====== Data provided

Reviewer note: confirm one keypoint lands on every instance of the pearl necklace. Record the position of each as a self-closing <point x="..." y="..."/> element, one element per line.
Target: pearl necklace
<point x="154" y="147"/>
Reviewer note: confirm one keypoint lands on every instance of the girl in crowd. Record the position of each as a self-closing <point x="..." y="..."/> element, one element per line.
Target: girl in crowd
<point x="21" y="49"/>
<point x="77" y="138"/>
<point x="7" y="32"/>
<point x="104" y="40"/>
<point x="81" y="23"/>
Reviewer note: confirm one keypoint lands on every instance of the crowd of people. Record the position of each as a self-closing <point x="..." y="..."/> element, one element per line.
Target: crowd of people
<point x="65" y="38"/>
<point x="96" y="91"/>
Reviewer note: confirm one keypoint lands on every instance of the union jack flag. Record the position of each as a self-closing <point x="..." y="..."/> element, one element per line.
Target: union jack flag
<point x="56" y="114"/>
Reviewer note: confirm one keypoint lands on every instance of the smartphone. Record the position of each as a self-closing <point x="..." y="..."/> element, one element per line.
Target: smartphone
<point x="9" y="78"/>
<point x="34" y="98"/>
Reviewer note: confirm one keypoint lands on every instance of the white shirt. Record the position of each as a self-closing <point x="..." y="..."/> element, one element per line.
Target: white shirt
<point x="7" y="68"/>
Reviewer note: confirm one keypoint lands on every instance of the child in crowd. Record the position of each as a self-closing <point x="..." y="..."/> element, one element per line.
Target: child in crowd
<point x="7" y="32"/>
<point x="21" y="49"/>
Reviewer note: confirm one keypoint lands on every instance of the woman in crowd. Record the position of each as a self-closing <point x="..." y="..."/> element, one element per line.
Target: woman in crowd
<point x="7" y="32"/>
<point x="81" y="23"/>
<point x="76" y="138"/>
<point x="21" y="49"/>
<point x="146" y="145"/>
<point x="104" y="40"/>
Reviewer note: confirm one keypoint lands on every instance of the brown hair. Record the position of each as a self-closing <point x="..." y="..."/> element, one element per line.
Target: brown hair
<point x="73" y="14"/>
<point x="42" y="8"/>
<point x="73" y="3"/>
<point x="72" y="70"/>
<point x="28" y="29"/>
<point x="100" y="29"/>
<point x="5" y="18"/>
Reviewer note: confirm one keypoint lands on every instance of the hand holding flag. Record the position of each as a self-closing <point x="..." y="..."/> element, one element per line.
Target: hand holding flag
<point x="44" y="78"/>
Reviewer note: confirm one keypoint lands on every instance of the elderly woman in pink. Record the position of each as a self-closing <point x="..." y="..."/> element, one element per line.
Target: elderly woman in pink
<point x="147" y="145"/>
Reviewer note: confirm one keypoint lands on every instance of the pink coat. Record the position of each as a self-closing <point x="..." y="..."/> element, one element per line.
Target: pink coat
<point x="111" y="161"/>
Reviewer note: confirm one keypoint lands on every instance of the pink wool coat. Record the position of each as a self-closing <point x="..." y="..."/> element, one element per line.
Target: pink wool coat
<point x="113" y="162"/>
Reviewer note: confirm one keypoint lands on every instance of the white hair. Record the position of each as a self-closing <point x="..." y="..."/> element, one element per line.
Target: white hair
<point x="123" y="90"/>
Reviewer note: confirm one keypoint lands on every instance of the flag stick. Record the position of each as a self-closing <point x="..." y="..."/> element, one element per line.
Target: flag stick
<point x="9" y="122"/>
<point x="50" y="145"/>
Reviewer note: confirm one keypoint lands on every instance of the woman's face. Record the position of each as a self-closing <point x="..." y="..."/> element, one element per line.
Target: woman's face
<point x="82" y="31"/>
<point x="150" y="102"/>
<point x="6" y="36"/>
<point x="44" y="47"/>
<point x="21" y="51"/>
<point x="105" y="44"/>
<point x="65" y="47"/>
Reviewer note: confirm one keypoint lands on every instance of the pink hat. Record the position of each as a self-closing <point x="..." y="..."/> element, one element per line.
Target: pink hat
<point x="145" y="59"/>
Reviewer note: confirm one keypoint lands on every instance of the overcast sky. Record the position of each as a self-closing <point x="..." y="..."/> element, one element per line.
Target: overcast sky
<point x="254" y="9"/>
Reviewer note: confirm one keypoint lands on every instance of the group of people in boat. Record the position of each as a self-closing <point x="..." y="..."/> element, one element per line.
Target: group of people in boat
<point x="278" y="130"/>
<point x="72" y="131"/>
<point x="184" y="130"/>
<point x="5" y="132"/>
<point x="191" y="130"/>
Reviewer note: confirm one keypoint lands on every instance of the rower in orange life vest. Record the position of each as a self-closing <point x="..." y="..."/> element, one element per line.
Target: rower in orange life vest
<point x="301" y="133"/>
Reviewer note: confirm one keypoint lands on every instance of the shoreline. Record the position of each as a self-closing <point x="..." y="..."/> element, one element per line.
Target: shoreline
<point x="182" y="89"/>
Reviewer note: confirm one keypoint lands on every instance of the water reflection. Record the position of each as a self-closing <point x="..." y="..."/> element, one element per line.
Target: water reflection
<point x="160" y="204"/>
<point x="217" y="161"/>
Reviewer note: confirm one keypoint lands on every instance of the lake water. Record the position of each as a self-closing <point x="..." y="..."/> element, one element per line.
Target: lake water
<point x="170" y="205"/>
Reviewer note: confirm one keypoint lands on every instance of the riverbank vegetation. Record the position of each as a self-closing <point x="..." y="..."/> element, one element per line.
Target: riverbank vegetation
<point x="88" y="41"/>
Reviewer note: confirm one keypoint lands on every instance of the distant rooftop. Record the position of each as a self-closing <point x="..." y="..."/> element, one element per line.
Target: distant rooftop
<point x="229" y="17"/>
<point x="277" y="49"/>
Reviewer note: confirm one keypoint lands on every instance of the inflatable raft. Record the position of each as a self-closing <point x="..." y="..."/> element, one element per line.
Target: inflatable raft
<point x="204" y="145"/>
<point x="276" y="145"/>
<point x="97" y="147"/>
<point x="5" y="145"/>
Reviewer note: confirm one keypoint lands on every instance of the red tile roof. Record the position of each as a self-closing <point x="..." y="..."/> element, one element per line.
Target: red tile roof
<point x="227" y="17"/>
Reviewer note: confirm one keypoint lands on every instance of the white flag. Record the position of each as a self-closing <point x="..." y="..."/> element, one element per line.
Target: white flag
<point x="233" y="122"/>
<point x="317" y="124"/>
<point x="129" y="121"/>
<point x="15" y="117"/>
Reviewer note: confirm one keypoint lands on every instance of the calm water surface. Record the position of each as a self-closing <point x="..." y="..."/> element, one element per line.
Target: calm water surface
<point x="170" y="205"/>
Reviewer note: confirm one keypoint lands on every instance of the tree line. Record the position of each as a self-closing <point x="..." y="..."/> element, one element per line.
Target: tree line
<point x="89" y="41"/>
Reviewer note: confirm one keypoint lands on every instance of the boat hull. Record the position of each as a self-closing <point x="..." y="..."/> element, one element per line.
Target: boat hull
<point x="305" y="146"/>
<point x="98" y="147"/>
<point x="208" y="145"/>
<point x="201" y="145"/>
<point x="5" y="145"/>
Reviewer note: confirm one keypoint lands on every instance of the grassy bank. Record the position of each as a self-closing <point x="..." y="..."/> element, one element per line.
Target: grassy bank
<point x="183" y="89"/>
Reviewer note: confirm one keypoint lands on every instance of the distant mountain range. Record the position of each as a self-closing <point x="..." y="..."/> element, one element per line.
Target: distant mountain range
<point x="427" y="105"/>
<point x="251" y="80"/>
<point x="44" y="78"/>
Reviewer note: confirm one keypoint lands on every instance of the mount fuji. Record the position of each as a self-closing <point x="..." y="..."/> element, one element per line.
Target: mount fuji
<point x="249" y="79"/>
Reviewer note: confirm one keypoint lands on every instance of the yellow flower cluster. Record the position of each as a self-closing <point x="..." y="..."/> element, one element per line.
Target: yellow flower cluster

============

Instructions to follow:
From the "of the calm" line to the close of the listing, restate each line word for word.

Result of this exercise:
Reviewer note: confirm one keypoint lands on every instance of the calm water surface. Record the position of each as a self-closing <point x="..." y="..."/> element, one element per line.
Target: calm water surface
<point x="170" y="205"/>
Reviewer note: confirm one keypoint lands on every instance of the tree line. Record the position of each as a self-closing <point x="..." y="..."/> element, one element per line.
Target: tree line
<point x="89" y="41"/>
Reviewer note: confirm one keypoint lands on every instance of the boat hull. Record the position of each as a self-closing <point x="..." y="..."/> element, one element per line.
Target: boat hull
<point x="305" y="146"/>
<point x="98" y="147"/>
<point x="208" y="145"/>
<point x="201" y="145"/>
<point x="5" y="145"/>
Reviewer note: confirm one keypoint lands on every instance of the grassy bank. Record the position of each as a self-closing <point x="..." y="..."/> element, one element per line.
Target: grassy bank
<point x="183" y="89"/>
Reviewer note: confirm one keypoint lands on every instance of the distant mountain range. Record the position of each as a self-closing <point x="..." y="..."/> element, one element per line.
Target: distant mountain range
<point x="427" y="105"/>
<point x="251" y="80"/>
<point x="44" y="78"/>
Reviewer note: confirm one keypoint lands on every instance of the mount fuji. Record the position of each as a self-closing <point x="..." y="..."/> element, one element per line.
Target: mount fuji
<point x="249" y="79"/>
Reviewer note: confirm one keypoint lands on every instance of the yellow flower cluster. Record the position of each as a self-closing <point x="..." y="..."/> element, one element per line.
Target: yellow flower cluster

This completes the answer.